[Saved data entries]
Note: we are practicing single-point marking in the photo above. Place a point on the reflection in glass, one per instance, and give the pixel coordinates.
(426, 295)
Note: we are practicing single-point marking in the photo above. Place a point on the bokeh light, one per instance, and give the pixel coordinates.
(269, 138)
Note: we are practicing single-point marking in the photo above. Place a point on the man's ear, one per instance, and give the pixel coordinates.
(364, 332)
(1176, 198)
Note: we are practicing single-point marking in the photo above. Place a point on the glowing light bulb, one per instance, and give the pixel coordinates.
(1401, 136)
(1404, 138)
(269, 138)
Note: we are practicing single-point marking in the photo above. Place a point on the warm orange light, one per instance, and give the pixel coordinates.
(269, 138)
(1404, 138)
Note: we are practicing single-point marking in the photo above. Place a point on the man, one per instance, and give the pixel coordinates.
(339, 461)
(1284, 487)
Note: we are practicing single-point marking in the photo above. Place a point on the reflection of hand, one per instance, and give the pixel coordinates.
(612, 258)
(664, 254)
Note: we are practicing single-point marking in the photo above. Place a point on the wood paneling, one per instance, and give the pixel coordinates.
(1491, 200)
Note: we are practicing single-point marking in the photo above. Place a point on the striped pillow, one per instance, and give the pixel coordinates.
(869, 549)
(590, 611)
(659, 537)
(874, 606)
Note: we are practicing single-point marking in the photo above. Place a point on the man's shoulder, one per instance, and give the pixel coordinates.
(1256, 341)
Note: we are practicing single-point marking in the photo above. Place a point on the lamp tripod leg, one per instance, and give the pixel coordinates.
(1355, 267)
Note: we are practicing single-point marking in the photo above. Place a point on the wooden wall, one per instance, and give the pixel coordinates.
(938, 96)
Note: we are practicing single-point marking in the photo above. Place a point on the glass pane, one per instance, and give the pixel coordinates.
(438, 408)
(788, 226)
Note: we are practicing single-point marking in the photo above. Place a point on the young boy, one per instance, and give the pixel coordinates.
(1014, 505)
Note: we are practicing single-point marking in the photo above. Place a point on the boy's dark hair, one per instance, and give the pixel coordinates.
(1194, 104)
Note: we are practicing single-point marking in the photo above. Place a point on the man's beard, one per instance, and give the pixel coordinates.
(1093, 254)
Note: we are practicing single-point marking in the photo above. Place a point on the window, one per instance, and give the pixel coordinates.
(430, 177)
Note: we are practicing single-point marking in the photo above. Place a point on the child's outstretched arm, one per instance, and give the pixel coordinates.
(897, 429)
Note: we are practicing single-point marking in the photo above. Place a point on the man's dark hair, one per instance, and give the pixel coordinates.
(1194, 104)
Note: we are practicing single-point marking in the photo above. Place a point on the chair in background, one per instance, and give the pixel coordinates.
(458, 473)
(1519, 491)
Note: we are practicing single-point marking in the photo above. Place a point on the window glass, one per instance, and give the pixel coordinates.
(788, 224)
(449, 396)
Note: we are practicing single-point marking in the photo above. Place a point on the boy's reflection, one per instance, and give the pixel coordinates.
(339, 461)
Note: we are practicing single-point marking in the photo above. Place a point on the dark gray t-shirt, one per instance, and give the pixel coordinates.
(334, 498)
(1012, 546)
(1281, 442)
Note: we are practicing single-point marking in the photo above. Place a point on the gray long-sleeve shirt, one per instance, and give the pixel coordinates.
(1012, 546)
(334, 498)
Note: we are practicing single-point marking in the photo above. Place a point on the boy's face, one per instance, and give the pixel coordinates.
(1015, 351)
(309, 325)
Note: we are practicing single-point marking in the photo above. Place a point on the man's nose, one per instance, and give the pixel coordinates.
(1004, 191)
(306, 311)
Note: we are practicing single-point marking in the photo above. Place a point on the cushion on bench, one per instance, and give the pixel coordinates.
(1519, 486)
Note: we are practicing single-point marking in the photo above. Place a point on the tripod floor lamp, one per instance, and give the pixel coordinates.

Stated goal:
Write out every line in the stretch from the start of the saved data entries through the line containing "(1176, 198)". Shift each coordinate by adding 9 to both of its numbers.

Correct result:
Note: we are practicing single-point marking in the photo above. Place a point on the reflection in glass, one per instance, and give the pixel coordinates.
(435, 304)
Note: we are practicing single-point marking in the photo above. Place a point on the bokeh light, one per instance, and give the pixel coordinates.
(278, 147)
Note: we are practicing single-point marking in the photo above. Place a point on the man's ear, one per instance, and give the pixel coordinates.
(373, 341)
(1185, 207)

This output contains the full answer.